» Provided records
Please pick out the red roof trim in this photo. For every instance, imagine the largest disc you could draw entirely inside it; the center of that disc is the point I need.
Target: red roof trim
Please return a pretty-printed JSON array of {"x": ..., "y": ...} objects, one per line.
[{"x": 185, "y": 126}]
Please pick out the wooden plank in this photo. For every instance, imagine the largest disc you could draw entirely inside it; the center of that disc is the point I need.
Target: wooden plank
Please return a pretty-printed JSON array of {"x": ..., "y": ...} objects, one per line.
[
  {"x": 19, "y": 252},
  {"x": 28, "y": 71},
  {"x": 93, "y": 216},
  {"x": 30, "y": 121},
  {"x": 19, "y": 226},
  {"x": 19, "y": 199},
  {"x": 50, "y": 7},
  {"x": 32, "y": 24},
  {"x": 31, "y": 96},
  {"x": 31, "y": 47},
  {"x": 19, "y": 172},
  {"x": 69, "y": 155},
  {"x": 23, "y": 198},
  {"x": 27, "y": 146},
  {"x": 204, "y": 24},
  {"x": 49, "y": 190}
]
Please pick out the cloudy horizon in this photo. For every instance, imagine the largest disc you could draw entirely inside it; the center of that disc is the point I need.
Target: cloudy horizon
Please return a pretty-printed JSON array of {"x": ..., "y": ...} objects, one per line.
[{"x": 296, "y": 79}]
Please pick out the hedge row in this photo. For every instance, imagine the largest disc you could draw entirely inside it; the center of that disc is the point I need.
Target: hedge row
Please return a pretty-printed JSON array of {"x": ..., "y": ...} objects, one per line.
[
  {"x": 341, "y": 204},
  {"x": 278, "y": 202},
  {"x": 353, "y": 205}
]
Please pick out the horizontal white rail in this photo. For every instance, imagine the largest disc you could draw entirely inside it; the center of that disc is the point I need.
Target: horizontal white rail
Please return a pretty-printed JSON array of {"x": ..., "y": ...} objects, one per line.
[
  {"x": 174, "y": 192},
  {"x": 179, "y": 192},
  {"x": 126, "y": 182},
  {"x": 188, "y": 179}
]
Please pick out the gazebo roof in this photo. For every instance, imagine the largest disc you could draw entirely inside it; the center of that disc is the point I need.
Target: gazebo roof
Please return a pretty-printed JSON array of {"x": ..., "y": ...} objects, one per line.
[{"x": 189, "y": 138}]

» Written request
Copy all the records above line for line, without changing a single character.

» Response to the exercise
Please pick out the red roof trim in this photo. For every instance, imagine the largest disc you could draw entirely inside it; the center of that disc is the point I need.
Target: red roof trim
Please return a pretty-printed JSON array of {"x": ..., "y": ...} objects, one per line.
[{"x": 185, "y": 126}]
Please pick out the wooden plank in this photo. For every instance, imagine the largest disc you could draw entirely inside it; the center of that disc is the point I need.
Target: wooden plank
Please return a pretty-printed JSON array of {"x": ..., "y": ...} objects, one per line.
[
  {"x": 19, "y": 252},
  {"x": 28, "y": 71},
  {"x": 93, "y": 216},
  {"x": 30, "y": 121},
  {"x": 19, "y": 226},
  {"x": 19, "y": 199},
  {"x": 50, "y": 7},
  {"x": 32, "y": 24},
  {"x": 31, "y": 96},
  {"x": 31, "y": 47},
  {"x": 19, "y": 172},
  {"x": 69, "y": 155},
  {"x": 23, "y": 198},
  {"x": 27, "y": 146},
  {"x": 204, "y": 24},
  {"x": 49, "y": 190}
]
Please pick out the cloudy horizon in this photo. For every instance, imagine the largest disc you could draw entirely inside it; the center of that disc is the point I need.
Target: cloudy horizon
Please return a pretty-printed JSON array of {"x": ..., "y": ...} objects, one per line.
[{"x": 296, "y": 79}]
Please pick out the hedge row in this photo. For every instance, imagine the largest disc you could draw entirely inside it; the center of that disc is the point I need.
Target: hedge row
Please return a pretty-printed JSON array of {"x": ..., "y": ...} objects, one per line.
[
  {"x": 341, "y": 204},
  {"x": 278, "y": 202},
  {"x": 353, "y": 205}
]
Please pick out the horizontal white rail in this photo. For every instance, imagine the largest disc you could draw entirely inside it; the center of that disc is the point I need.
Target: horizontal white rail
Please return a pretty-printed JSON array of {"x": ..., "y": ...} objects, one per line.
[
  {"x": 174, "y": 192},
  {"x": 179, "y": 192},
  {"x": 126, "y": 182},
  {"x": 188, "y": 179}
]
Please pick out the gazebo roof in this photo. For every instance, imagine the largest disc you could draw entirely inside it; the center of that disc is the point I need.
Target: gazebo roof
Please return a pretty-printed JSON array of {"x": ..., "y": ...} objects, one per line.
[{"x": 189, "y": 138}]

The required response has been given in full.